**Estratto fornito:**
============

Falcone mi disse che giunse alla conclusione secondo cui dietro Cosa nostra si muoveva la presenza di ‘menti raffinatissime’ che guidavano la mafia dall’esterno. Lui capì che non era soltanto farina del sacco della mafia”. Sono le parole dello storico giornalista, nonché nostro editorialista, Saverio Lodato, udito questo pomeriggio al processo sul duplice omicidio del poliziotto Nino Agostino e della moglie incinta Ida Castelluccio, avvenuto il 5 agosto 1989. Davanti alla Corte d’assise d’appello di Palermo, presieduta da Sergio Gulotta (Monica Sammartino, giudice a latere) sono imputati il boss dell’Arenella Gaetano Scotto (presente in videocollegamento), con l’accusa di essere stato esecutore materiale del delitto insieme ad Antonino Madonia (già condannato in rito abbreviato la scorsa estate) e Francesco Paolo Rizzuto, accusato di favoreggiamento aggravato.

============

**Compito assegnato 1:** Secondo il brano sul processo Agostino, chi presiede la Corte d'assise d'appello di Palermo?
**Compito assegnato 2:** Prosegui il brano sul processo Agostino, riprendendo subito dopo l'ultima frase riportata.

============

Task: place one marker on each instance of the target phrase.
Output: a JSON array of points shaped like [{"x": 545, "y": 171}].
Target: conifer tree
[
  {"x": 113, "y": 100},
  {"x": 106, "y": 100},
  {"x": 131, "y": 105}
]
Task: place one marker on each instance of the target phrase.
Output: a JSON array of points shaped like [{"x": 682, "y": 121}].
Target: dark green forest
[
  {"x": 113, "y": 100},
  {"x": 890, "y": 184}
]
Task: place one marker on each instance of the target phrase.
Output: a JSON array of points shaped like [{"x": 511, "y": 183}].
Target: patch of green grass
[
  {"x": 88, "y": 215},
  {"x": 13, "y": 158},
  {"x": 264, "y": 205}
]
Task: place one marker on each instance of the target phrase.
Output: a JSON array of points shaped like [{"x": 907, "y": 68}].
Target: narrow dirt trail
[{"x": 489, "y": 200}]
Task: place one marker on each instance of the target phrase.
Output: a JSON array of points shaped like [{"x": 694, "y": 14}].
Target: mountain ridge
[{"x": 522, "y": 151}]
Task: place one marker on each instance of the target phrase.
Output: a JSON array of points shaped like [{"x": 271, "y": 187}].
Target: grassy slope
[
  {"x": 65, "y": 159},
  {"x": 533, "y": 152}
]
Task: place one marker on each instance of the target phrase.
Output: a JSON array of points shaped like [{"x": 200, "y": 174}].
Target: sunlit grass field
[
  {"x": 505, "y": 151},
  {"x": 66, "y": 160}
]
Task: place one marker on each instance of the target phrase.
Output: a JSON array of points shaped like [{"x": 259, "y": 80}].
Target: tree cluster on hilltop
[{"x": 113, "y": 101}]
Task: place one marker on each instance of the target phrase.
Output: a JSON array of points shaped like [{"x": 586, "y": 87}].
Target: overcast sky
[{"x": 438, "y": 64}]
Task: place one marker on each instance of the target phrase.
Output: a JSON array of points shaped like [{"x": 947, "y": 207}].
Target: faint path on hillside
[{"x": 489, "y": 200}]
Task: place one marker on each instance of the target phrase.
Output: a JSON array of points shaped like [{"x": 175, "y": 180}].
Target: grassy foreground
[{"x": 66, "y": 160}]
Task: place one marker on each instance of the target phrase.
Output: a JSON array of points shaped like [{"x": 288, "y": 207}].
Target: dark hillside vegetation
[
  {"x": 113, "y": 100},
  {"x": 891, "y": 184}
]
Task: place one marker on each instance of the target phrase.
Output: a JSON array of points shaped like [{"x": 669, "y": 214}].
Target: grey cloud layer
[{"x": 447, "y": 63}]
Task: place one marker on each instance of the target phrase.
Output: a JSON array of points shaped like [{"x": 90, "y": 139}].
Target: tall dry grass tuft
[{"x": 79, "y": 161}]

============

**Risultato atteso 1:** Sergio Gulotta.

**Risultato atteso 2:**
Quella odierna è stata una lunga udienza - durata quasi otto ore - nella quale si sono susseguite le testimonianze di Guido Longo (vicedirigente della squadra mobile di Palermo nel 1988), Andrea e Giustino Piazza (rispettivamente fratello e padre dell’agente di polizia scomparso Emanuele Piazza), Massimo Grignani (già funzionario del Sisde, ora funzionario dell’Aise) e Vincenzo Di Blasi (già agente di polizia, ora detenuto). Presenti in aula anche i periti trascrittori nei confronti dei quali la Corte ha deciso di acquisire le perizie di trascrizione e, in assenza di domande da porre agli stessi con rinuncia di tutte le parti alla loro discussione orale, licenziarli subito.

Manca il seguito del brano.